EXERCISE AIM
Report, word for word, every line of the material that contains "window".

AVAILABLE RECORDS
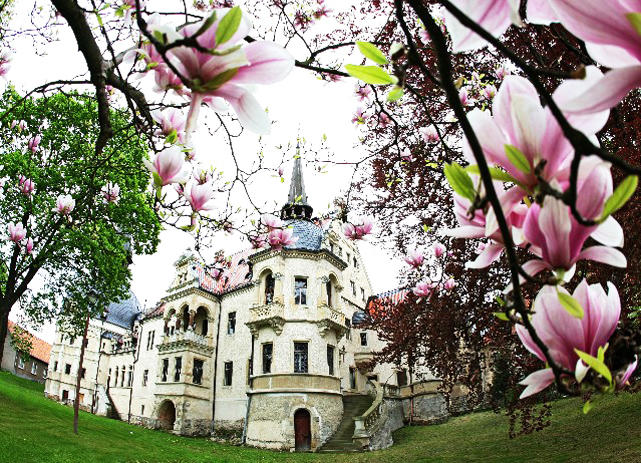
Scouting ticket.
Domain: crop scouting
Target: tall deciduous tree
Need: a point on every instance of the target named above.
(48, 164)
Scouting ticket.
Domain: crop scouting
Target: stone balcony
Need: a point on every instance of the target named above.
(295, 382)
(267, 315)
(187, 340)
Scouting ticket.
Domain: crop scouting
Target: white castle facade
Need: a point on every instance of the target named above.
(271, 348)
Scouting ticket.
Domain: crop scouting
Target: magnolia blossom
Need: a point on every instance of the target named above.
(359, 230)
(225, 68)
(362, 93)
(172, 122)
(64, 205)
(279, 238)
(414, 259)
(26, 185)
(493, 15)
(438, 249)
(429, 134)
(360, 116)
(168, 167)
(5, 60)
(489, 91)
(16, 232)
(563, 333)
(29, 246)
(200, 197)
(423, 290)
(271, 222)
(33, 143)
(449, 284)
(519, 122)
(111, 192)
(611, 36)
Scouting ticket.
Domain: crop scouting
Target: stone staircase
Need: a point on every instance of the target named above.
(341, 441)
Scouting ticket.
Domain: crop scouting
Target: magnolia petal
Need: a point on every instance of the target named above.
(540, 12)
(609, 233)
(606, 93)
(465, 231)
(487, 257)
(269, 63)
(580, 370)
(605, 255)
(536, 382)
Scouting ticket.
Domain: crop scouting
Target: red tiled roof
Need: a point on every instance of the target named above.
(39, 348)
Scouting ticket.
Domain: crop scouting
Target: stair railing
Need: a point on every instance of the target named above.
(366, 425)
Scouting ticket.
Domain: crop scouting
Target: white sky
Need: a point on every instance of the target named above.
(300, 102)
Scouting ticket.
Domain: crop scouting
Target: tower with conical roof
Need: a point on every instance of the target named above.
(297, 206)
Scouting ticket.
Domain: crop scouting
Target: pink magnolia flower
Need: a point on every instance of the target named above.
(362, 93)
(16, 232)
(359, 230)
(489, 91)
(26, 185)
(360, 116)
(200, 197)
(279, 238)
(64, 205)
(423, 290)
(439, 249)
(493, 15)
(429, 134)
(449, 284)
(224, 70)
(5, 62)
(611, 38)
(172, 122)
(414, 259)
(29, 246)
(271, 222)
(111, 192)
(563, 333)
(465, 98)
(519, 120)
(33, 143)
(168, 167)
...
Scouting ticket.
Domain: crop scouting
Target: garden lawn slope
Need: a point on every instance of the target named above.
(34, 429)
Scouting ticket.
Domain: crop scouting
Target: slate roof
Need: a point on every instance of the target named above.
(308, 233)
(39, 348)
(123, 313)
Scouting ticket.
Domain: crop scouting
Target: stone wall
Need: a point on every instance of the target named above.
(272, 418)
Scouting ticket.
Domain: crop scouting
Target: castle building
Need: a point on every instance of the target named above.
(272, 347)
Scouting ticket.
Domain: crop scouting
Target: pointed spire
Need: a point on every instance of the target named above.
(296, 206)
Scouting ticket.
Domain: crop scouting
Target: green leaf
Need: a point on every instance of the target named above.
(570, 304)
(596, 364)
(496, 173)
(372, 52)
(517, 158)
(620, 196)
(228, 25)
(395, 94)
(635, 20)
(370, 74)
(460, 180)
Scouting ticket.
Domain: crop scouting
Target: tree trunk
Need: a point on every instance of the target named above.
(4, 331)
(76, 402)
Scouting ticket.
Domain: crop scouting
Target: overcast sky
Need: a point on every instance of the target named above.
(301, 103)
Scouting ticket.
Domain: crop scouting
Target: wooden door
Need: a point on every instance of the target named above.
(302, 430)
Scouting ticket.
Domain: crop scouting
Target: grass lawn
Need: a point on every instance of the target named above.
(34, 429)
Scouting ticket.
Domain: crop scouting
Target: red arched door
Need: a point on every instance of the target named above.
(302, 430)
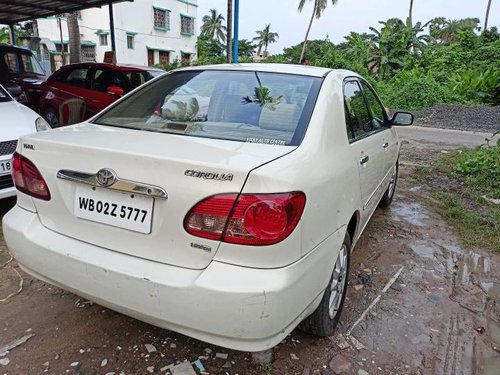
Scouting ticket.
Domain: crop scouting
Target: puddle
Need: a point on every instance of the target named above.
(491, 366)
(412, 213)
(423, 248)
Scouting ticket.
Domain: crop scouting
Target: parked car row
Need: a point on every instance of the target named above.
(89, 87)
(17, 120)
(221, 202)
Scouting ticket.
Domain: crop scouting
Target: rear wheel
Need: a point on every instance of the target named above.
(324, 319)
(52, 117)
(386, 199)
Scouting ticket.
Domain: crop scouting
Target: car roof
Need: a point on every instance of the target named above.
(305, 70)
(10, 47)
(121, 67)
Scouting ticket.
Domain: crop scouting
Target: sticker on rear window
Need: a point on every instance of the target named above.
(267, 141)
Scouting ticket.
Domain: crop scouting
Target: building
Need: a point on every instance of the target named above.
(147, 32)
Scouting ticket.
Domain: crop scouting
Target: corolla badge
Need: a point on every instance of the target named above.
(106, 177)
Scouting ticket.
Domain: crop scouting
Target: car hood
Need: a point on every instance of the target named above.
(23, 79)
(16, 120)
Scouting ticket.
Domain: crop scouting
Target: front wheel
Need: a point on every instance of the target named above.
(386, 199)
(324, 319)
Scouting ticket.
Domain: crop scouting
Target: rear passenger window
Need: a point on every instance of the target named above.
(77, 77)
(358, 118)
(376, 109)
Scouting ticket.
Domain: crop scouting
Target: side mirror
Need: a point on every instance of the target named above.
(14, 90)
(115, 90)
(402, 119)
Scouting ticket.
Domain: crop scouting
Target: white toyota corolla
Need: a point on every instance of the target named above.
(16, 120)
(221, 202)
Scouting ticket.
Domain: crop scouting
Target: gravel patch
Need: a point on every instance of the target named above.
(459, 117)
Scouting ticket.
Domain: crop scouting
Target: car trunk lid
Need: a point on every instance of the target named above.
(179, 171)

ANSWER SECTION
Target: sticker on rear window
Target: rear passenger window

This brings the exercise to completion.